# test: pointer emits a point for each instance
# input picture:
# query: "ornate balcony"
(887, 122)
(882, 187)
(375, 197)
*****
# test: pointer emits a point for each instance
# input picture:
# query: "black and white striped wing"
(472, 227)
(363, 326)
*****
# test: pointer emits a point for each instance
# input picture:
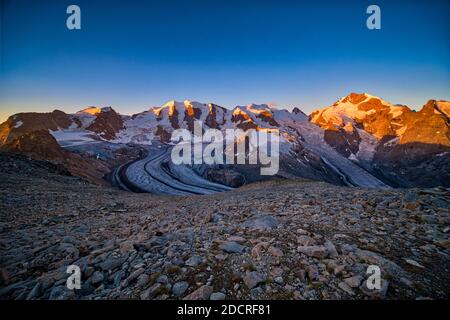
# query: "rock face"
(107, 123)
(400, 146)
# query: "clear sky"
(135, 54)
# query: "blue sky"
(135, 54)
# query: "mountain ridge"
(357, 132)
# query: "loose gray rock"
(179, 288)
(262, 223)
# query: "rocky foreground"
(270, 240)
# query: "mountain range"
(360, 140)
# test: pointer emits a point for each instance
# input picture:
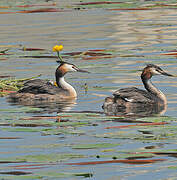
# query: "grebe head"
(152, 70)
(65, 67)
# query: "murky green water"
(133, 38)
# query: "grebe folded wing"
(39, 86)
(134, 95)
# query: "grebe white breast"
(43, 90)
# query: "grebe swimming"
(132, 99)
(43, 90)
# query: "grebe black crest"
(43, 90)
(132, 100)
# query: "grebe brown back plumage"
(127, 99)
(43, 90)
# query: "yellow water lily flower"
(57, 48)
*****
### Work instructions
Find every line in the items above that contains the word "black", and copy each of those lines.

### Reply to the task
# query: "black and white striped wing"
# query: "grebe black crest"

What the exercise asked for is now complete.